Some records

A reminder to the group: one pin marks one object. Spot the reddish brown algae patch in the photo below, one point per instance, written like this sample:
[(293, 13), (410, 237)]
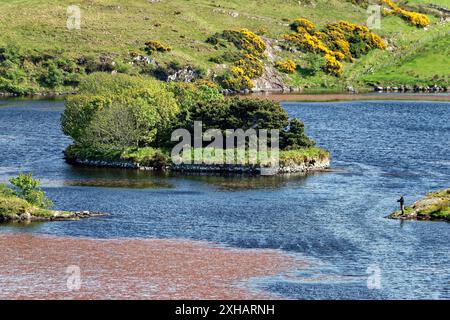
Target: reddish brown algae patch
[(36, 267)]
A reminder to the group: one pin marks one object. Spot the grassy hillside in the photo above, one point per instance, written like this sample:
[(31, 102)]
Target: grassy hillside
[(113, 29)]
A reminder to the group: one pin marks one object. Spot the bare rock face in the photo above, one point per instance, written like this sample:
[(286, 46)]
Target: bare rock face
[(271, 80)]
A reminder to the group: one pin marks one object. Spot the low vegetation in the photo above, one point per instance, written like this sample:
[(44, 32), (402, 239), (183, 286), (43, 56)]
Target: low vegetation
[(24, 200), (222, 41)]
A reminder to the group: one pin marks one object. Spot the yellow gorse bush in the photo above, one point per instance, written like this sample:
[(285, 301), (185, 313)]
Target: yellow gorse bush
[(303, 24), (336, 42), (417, 19), (250, 64), (156, 46), (333, 66)]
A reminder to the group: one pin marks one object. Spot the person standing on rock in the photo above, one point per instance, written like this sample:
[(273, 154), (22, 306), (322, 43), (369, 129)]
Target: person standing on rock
[(402, 204)]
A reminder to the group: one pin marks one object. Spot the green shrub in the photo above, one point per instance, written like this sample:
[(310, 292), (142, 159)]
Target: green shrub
[(28, 189), (119, 111), (11, 206), (156, 46)]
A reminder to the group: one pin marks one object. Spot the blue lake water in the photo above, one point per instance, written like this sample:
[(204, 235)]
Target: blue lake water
[(335, 220)]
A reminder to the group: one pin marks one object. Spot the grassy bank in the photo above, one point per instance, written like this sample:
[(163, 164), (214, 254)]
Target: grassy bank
[(40, 54), (161, 158), (26, 202), (436, 206)]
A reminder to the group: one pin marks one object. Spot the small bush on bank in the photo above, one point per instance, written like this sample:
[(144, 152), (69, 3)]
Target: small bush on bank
[(29, 189), (336, 42), (286, 66), (247, 63), (156, 46), (414, 18), (11, 205)]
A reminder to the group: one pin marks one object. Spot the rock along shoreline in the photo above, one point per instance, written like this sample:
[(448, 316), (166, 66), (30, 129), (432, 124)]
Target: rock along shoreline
[(53, 216), (310, 166)]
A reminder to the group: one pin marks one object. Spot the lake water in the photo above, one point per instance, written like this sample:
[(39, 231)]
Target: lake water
[(335, 221)]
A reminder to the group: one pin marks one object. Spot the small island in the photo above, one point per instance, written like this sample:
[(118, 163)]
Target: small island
[(133, 122), (435, 207), (26, 202)]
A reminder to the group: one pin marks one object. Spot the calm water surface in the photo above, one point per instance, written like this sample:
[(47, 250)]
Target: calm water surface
[(334, 220)]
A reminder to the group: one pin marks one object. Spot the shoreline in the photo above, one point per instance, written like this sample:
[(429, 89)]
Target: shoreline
[(312, 166), (167, 269), (54, 215), (334, 97), (294, 97)]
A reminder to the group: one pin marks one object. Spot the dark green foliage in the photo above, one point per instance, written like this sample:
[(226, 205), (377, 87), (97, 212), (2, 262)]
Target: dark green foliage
[(29, 189)]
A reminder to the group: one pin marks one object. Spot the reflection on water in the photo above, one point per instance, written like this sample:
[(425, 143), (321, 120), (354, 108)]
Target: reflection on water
[(246, 182)]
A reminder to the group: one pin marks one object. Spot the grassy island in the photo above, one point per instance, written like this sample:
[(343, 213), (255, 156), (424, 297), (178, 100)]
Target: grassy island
[(26, 202), (436, 206), (126, 121)]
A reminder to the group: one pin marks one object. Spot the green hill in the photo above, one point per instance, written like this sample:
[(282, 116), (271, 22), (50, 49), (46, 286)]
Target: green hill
[(39, 53)]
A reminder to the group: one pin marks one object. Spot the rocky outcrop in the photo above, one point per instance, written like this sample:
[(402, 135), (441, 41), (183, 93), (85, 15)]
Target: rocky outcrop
[(290, 168), (402, 88), (51, 216), (435, 207), (271, 80)]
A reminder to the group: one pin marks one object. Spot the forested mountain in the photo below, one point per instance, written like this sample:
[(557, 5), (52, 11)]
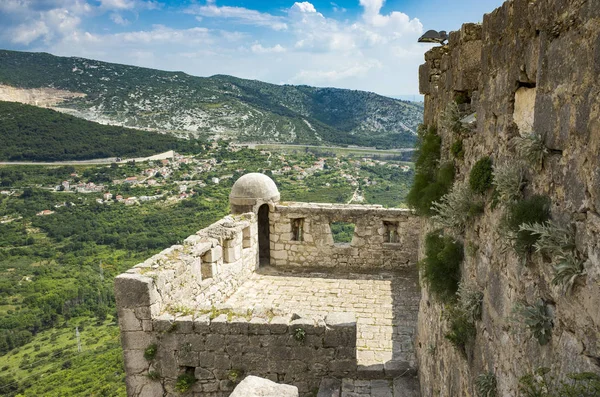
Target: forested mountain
[(29, 133), (245, 110)]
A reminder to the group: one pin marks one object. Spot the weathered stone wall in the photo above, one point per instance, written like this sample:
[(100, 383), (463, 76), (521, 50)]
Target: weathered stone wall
[(368, 249), (192, 277), (219, 351), (531, 66)]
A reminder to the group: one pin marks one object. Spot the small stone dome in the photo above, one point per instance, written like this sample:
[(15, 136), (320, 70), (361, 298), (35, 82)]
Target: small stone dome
[(253, 188)]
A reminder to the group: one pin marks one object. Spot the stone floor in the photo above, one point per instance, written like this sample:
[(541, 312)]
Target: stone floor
[(385, 304)]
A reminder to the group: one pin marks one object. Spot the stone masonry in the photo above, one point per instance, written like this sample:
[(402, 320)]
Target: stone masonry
[(206, 313), (531, 66)]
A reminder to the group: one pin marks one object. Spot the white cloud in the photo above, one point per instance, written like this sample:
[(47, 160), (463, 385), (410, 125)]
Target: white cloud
[(374, 51), (328, 76), (118, 19), (122, 5), (238, 14), (259, 49)]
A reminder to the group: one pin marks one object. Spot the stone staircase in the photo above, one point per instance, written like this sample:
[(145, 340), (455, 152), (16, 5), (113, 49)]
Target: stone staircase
[(402, 386)]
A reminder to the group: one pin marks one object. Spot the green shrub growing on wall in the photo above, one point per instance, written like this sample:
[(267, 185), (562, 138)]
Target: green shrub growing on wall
[(541, 383), (537, 319), (458, 207), (485, 384), (150, 352), (461, 328), (432, 180), (559, 243), (481, 176), (535, 209), (441, 265), (457, 149), (185, 382), (508, 180)]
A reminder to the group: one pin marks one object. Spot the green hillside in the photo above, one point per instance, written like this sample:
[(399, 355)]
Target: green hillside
[(224, 106), (29, 133)]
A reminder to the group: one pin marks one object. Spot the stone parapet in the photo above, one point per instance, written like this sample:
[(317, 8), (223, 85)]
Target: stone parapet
[(220, 347), (530, 67), (384, 238)]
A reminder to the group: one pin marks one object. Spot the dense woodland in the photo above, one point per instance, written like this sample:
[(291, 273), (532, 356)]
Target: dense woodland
[(29, 133), (244, 110), (56, 272)]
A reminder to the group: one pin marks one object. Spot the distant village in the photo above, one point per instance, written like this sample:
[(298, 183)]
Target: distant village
[(160, 173)]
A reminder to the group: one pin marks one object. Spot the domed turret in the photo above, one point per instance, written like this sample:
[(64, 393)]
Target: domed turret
[(251, 191)]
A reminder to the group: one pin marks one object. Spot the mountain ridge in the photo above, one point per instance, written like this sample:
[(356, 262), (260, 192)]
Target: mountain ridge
[(216, 106)]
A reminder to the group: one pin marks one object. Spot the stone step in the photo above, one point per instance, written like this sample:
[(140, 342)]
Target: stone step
[(389, 370), (403, 386)]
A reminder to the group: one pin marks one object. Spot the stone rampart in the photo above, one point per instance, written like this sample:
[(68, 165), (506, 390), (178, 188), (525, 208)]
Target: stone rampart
[(531, 67), (220, 347), (383, 238)]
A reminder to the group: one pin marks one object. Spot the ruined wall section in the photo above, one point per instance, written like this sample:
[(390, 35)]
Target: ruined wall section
[(536, 70), (219, 350), (384, 238)]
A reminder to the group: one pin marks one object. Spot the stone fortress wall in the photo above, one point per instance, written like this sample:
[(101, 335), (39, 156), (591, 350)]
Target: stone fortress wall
[(174, 318), (383, 238), (532, 66)]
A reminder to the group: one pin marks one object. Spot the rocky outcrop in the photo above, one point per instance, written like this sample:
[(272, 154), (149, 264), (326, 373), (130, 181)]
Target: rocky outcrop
[(531, 67), (253, 386)]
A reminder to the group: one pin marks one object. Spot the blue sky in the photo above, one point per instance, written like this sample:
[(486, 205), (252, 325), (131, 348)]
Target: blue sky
[(357, 44)]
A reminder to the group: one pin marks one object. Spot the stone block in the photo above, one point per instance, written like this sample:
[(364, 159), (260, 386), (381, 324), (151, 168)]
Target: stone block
[(232, 254), (340, 319), (219, 325), (340, 367), (213, 255), (163, 323), (184, 325), (137, 340), (135, 363), (128, 320), (202, 324), (279, 325), (253, 386), (133, 290), (203, 374)]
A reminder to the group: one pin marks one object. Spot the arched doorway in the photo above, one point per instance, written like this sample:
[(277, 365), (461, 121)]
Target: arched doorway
[(264, 249)]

Aim of the task = Starting from the first line of the entries and ending with the line that contains "[(402, 204)]", write those lines again with "Target" replaced by "Label" and nothing else changed. Leave the pictures out of your answer.

Exercise response =
A reminder to the group: one pin marks one object. Spot the reddish brown algae patch in the photo below, one point per instance, written like this sample:
[(293, 13), (410, 237)]
Label: reddish brown algae patch
[(36, 267)]
A reminder to the group: one pin marks one object. Spot the grassy hillside in the photo above, one point per instance, written like this sample:
[(31, 102)]
Label: grassy hillside
[(113, 29)]
A reminder to the group: one pin marks one object. Spot the bare rock face in the photo above, one point per instance, written like this sample:
[(286, 46)]
Label: bare rock face
[(271, 80)]
A reminder to the group: one pin marks one object. Spot the low vegetation in the photo above, one point per instance, written like this sample:
[(44, 32), (402, 239), (183, 286), (43, 56)]
Label: low vegetation
[(24, 200), (222, 41)]
A reminder to the group: one pin marks one object. Spot the yellow gorse bush in the photo above, one point per instance, written like this sample:
[(285, 301), (185, 313)]
Label: yellow gorse bush
[(303, 24), (336, 42), (417, 19), (250, 64), (156, 46), (333, 66)]
A reminder to the group: one pin marks one object. Spot the person standing on rock in the photo above, one point per instance, written like this sample:
[(273, 154), (22, 306), (322, 43), (369, 129)]
Label: person standing on rock
[(402, 204)]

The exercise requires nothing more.